### [Task objective]
Check each of the following statements against the blog post and answer yes or no, quoting the exact words from the blog post that decide it. 1. The man usually came to the shelter in the evening. 2. The writer was present when the man and the woman talked. 3. The writer spent two hours looking at the photographer's portraits.

### [Supplied passage]
▽

Friday, August 10, 2012

The question.

Why are you here at this time? she asked.

He routinely came in the evening, but was found mid-day helping at the shelter.
Empty time led to the familiar trap of darkness that held him in bondage.

Hard to be at home? she asked.
The alcohol? she pressed.
Can't be home alone, he admitted.

Having learned the hard way, all surrounding walls had crumbled leaving him open and vulnerable.
They talked with no boundaries of the heart. Both in a broken condition, both understanding that judgment would not be passed in either direction.

How can we ever know the condition of another if words are left unsaid?

I wasn't there when it happened. Only from the memories made and shared was I able to taste the experience of living less for self and more for others.

They prayed on street corners, asked hard questions, fed the hungry, and learned life outside their own.

Somewhere along the line of living we have slowly built walls. Walls that go where we go. Walls that inhibit the true condition of our hearts to be known. We bottle our griefs and lies, are shame and fear. Things are better left unsaid, better left unknown.

I was recently directed to a photographer that captures portraits of humans living in New York City.

Being one that is drawn to the human condition, and photography, I spent the last 2 hours looking, reading, and praying. Moments of laughter quickly turned to weeping. I could see the walls. I could feel their desires to be heard and known. Whimsical appearances, rough words, humor, and made-up ideas. People running after justification and individuality, setting themselves apart to be seen as independent and unique.

I saw my old condition in them. Myself prior to Christ.

Faces captured with the push of a button. But the depth unknown.

How can we ever know the condition behind the face if questions are left unasked? 

Asking the question sets my mind spinning. Spinning with the faces of the ones I don't know because of the questions I don't ask. Surface conversations lead to surface relationships;lacking roots and depth.

△

### [Dataset rows]
▽

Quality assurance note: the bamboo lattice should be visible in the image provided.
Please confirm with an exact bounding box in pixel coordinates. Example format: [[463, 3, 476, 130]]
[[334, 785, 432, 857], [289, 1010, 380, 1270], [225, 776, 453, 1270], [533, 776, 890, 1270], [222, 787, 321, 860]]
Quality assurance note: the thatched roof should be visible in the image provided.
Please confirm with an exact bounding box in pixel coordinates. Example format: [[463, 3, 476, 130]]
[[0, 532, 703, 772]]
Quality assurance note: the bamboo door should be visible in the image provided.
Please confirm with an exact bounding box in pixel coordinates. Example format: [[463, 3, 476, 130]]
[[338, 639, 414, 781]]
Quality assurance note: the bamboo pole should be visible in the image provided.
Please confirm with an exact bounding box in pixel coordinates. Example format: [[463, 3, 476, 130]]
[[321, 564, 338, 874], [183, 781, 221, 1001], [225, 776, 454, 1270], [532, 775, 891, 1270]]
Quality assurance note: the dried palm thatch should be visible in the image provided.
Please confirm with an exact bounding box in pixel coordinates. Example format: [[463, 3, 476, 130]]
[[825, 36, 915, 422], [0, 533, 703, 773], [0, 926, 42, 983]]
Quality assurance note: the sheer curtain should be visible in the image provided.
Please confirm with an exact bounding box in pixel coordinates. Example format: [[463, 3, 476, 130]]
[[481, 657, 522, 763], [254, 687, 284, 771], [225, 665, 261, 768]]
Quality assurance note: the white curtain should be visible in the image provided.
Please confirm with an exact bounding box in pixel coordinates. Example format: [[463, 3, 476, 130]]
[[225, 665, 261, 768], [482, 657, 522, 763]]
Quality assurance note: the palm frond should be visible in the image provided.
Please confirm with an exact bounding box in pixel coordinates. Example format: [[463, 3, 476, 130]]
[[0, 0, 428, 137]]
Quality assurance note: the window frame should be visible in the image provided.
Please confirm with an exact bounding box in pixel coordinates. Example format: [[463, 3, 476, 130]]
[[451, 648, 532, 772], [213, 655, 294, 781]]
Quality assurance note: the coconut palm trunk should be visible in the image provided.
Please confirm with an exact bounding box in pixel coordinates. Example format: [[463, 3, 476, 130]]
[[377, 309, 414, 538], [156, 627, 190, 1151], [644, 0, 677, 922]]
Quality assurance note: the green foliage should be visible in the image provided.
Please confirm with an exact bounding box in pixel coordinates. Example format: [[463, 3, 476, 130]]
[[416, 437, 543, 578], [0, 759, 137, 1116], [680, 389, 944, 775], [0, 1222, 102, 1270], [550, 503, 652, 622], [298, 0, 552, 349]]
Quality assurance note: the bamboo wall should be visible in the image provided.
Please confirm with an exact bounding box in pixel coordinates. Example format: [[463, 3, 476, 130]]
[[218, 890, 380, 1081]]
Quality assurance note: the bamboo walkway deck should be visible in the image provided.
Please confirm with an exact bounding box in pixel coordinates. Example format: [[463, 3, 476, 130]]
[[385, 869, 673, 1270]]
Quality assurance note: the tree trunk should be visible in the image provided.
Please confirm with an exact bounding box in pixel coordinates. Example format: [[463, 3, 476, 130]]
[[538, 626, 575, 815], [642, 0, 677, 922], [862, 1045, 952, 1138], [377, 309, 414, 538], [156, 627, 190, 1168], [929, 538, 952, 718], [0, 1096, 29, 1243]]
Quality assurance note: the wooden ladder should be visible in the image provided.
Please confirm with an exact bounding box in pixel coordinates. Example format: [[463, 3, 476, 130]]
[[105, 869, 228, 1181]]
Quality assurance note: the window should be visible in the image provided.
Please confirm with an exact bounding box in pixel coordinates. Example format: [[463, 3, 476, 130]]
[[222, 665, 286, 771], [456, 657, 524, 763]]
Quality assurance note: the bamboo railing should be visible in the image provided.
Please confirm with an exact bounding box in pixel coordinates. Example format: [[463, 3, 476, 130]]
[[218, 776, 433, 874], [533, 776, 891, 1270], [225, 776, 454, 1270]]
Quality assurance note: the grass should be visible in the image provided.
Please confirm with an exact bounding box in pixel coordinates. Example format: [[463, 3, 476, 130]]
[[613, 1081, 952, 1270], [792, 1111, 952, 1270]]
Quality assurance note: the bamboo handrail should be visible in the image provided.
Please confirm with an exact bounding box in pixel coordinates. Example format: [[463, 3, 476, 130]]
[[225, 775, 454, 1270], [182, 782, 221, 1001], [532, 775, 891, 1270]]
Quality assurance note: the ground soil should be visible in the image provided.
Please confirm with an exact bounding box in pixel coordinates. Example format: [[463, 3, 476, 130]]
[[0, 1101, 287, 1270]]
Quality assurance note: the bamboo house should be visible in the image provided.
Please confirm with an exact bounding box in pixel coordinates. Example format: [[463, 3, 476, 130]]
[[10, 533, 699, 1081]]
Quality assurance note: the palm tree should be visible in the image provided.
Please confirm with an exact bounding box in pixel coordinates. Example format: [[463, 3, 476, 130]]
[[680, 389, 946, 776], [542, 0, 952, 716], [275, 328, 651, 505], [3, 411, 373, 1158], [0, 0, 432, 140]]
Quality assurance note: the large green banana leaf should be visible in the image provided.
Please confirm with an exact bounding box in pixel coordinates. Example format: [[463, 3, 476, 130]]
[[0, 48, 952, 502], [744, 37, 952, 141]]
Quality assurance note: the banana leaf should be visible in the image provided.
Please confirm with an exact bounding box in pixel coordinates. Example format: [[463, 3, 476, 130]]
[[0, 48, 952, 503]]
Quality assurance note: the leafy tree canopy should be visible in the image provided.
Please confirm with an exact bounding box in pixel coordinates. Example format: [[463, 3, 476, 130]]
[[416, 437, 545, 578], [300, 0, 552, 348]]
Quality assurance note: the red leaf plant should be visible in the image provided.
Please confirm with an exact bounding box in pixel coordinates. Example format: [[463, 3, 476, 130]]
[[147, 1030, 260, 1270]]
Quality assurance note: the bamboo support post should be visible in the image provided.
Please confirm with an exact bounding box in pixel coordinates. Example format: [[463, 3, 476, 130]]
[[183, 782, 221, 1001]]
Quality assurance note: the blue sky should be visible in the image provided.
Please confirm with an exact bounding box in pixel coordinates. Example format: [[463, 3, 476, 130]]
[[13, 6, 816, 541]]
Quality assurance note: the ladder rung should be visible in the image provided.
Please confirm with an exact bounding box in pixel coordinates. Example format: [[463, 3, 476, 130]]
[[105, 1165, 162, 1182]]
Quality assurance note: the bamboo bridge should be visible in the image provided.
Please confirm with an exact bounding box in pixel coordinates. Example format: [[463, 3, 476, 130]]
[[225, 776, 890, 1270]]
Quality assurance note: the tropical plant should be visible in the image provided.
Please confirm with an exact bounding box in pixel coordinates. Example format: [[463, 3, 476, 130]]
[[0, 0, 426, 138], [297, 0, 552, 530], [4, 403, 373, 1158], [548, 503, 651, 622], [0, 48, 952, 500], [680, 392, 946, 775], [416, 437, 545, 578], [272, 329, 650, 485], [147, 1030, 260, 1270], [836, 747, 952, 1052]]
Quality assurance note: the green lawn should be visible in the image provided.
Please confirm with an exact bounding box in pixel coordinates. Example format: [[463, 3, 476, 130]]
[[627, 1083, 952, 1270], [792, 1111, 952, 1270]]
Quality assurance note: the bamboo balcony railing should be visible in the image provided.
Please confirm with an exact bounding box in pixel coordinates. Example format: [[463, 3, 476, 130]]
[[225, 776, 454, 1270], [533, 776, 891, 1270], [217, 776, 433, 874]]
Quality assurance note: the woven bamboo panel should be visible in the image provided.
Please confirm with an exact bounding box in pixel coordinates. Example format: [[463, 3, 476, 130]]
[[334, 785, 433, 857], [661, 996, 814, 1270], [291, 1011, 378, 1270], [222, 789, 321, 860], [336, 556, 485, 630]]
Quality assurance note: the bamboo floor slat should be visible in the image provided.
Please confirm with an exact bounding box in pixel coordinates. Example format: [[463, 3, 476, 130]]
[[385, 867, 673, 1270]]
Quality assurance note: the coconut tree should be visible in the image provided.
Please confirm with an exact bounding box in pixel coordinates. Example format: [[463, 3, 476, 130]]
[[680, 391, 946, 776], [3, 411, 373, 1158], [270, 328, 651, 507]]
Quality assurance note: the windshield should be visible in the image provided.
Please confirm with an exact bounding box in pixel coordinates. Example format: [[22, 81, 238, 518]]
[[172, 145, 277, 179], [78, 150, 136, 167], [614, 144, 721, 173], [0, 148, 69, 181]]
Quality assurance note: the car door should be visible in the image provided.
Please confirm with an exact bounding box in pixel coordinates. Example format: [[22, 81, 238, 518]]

△

### [Task result]
1. Yes: "He routinely came in the evening"
2. No: "I wasn't there when it happened."
3. Yes: "I spent the last 2 hours looking, reading, and praying."